*** PROVIDED RECORDS

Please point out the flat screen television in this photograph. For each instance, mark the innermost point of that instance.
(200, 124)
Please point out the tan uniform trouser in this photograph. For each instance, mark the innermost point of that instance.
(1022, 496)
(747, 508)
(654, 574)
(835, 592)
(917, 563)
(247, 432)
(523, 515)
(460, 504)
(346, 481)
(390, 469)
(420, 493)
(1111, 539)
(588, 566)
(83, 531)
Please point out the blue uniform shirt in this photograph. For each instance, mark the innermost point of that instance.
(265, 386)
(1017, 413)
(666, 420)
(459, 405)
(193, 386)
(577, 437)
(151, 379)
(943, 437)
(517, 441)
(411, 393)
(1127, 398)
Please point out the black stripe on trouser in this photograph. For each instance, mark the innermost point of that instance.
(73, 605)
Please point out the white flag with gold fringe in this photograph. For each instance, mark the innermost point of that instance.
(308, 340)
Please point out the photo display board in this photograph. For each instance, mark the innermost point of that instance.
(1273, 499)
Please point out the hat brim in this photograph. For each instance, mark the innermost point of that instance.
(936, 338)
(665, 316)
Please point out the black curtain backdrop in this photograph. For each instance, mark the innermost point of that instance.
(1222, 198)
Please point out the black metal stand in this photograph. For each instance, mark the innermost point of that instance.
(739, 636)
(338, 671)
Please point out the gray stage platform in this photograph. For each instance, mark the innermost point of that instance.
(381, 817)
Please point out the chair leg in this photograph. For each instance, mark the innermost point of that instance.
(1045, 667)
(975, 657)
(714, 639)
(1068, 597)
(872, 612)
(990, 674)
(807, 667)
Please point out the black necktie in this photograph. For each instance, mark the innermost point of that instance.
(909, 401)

******

Return every entry verbatim.

Please point out the flat screen television in this photograph. For each instance, mark the innermost point of that instance.
(200, 124)
Please point out the tan uniform trouser in this photograph. For each instance, mark the innermost point of that instance.
(1022, 496)
(747, 508)
(654, 574)
(835, 592)
(917, 563)
(247, 432)
(523, 515)
(460, 504)
(346, 481)
(390, 469)
(420, 493)
(1111, 539)
(588, 566)
(83, 531)
Please point out the blue uniform shirt in this photograph. For each instance, mark the innermost point of that instance.
(265, 386)
(1017, 413)
(666, 420)
(459, 405)
(193, 386)
(577, 437)
(151, 379)
(943, 437)
(517, 441)
(411, 393)
(1127, 398)
Please point out the black stripe on trouser in this photograph. For each instance, mark the innermost point of that instance.
(73, 605)
Please point out the white flag with gold fringe in this photograph. For each instance, mark the innermost point of that instance.
(308, 340)
Please point out the photo display board in this photograph. For each instance, mark the innermost point of that instance.
(1273, 499)
Please point out the hat brim in this photograph. For each instance, mark the innermost point of that instance.
(936, 338)
(665, 316)
Please point out the black curtain backdrop in this photograph. For each instance, mark the innermost point of that instance.
(1222, 198)
Please point out the black metal stand in this photograph. For each instance, mark the innermost point of that instance.
(739, 636)
(338, 671)
Please point out the gray stage platform in this photograph. For each instance, mark the innermost point of that instance.
(381, 817)
Please point out the chair leg in this photograph. For each instance, mark the innermost point of that instance.
(1045, 667)
(975, 657)
(714, 639)
(1068, 597)
(872, 612)
(990, 674)
(807, 667)
Please point out the black necktie in this photograph. For each instance, mark the innermost point of that instance.
(909, 401)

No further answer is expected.